* _TASK SET_
1. According to the rounding memo, what part of the listed papers does it mainly focus on?
2. Decide whether each statement agrees with the rounding memo. Answer yes or no for each, and quote the words from the memo that settle it.
(a) The rounding memo calls round to odd a standard rounding mode.
(b) One of the papers listed in the rounding memo comes from POPL 22.
(c) The rounding memo is presented as a polished write-up meant for others.
:: SOURCE DOCUMENT
Papers
- [TC 08] Emulation of a FMA and Correctly Rounded Sums: Proved Algorithms Using Rounding to Odd (https://ieeexplore.ieee.org/document/4358278)
- [POPL 22] One polynomial approximation to produce correctly rounded results of an elementary function (https://dl.acm.org/doi/10.1145/3498664)
Mainly focus on the polynomial approximation part
This is a rough memo I made for myself, don’t expect it to be nice
Also here’s the presentation slide I made
📁 FPC_Lab__seminar_2026_06_24.pdf.pdf
↓
Round to Odd
Round to odd is a nonstandard rounding mode. However, using for some intermediate values instead of round to nearest, we can obtain correctly rounded results at the end of computation.
::::
:: DATASET ROWS
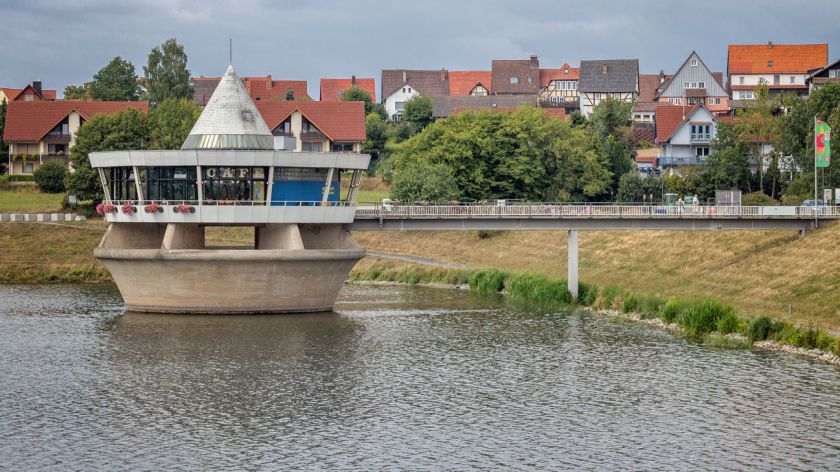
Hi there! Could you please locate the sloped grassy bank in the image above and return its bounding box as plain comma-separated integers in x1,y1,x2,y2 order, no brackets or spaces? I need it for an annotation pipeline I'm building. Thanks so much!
350,262,840,365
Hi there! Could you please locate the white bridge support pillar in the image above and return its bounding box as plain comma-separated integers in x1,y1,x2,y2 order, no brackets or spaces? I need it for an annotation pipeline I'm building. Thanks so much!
567,229,578,300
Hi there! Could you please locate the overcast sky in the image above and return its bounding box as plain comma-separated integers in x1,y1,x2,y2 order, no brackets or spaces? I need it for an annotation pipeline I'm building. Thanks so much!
0,0,840,99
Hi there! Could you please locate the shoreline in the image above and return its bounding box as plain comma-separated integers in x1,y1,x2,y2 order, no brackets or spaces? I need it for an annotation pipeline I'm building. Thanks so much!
345,273,840,366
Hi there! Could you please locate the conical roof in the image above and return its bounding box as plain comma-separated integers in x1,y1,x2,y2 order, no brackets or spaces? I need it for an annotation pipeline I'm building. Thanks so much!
181,65,274,150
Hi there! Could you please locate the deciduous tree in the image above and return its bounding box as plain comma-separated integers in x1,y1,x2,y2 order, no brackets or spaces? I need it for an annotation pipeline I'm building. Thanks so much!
143,38,193,107
89,56,140,102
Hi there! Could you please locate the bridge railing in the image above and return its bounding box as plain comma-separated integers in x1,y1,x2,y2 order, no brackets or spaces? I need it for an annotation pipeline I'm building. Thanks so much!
356,203,840,219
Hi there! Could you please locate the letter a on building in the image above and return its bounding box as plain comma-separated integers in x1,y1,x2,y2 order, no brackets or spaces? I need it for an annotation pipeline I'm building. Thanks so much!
814,120,831,167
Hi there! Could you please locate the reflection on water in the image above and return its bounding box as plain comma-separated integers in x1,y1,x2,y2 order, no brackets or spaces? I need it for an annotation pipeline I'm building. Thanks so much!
0,286,840,470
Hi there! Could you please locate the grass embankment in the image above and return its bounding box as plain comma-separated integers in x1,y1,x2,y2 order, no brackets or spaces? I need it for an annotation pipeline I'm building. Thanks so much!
350,262,840,356
354,225,840,332
0,182,64,213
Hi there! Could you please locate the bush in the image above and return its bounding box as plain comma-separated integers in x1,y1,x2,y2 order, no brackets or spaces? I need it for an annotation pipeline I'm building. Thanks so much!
747,316,774,344
716,310,741,334
470,269,508,293
621,292,639,313
33,161,67,193
741,192,779,205
659,298,685,324
677,298,735,337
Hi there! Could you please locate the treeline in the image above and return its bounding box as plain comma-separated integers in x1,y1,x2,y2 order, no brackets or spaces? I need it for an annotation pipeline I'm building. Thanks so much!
379,100,635,201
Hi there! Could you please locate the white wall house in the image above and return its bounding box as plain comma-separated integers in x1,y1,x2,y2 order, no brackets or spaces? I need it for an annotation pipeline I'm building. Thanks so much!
385,84,420,121
656,105,717,169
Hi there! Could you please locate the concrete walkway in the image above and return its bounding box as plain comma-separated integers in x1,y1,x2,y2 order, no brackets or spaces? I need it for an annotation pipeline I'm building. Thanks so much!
0,213,87,223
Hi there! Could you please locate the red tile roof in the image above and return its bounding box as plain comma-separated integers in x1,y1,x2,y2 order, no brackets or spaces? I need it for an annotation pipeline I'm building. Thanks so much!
2,84,56,102
245,75,311,102
656,105,699,144
540,64,580,87
256,101,366,142
728,43,828,75
449,70,493,97
320,78,376,103
639,74,667,102
3,100,148,143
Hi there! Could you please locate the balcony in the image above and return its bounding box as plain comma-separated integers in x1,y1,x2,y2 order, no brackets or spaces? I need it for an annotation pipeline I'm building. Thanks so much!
659,156,706,167
42,132,70,144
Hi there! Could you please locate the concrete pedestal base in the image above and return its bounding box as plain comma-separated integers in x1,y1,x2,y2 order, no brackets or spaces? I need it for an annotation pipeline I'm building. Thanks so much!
94,223,365,314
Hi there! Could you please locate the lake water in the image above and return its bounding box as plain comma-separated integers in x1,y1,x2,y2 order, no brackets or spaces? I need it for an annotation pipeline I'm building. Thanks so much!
0,286,840,471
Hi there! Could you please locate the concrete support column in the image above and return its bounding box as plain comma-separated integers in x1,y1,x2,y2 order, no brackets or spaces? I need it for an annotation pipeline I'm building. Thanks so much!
163,223,204,249
254,223,304,250
567,229,578,300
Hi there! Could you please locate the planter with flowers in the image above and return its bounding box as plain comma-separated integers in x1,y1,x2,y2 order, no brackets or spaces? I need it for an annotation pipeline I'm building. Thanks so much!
172,203,195,215
120,203,137,216
96,202,117,216
143,202,163,213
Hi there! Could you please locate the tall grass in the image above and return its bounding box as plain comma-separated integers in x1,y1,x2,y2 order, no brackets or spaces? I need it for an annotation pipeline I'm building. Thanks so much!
470,269,508,293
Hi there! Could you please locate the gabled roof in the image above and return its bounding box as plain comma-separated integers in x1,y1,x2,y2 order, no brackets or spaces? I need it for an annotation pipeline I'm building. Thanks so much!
654,51,729,99
639,74,668,102
727,43,828,75
432,94,537,118
540,63,580,87
449,70,493,97
656,105,708,144
491,56,540,94
257,101,366,142
381,69,449,100
3,100,148,143
320,77,376,103
808,59,840,79
578,59,639,92
245,75,312,102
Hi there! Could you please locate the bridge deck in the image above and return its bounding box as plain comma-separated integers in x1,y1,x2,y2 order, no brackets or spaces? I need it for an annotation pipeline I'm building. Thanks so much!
351,204,840,231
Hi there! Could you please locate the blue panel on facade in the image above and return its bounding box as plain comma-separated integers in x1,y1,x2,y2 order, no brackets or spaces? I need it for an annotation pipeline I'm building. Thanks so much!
271,178,341,205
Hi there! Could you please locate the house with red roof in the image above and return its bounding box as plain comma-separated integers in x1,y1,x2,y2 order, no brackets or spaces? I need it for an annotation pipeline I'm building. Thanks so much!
539,63,580,110
656,104,717,171
726,41,828,100
190,75,312,107
255,101,366,152
320,75,376,103
0,80,56,103
3,100,148,174
449,70,493,97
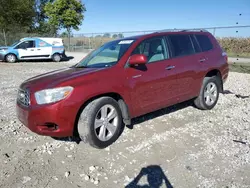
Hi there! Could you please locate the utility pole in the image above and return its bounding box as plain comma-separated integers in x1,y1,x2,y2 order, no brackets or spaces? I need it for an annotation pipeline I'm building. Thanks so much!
3,29,7,46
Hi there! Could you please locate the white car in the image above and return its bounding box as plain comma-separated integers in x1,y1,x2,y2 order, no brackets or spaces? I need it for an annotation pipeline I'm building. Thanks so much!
0,37,65,63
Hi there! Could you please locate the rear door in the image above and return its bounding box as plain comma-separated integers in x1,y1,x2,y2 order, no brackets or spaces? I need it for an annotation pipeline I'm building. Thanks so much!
125,37,176,116
36,39,52,58
16,40,36,59
167,33,200,102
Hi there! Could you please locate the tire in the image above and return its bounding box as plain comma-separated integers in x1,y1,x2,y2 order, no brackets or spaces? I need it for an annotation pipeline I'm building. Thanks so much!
77,97,123,149
52,54,61,62
5,54,17,63
194,76,221,110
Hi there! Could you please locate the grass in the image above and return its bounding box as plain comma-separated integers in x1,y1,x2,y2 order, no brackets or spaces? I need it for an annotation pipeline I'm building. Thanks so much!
::::
* _TASK-BY-TASK RESULTS_
1. The polynomial approximation part.

2.
(a) No: "Round to odd is a nonstandard rounding mode."
(b) Yes: "[POPL 22] One polynomial approximation to produce correctly rounded results of an elementary function"
(c) No: "This is a rough memo I made for myself, don’t expect it to be nice"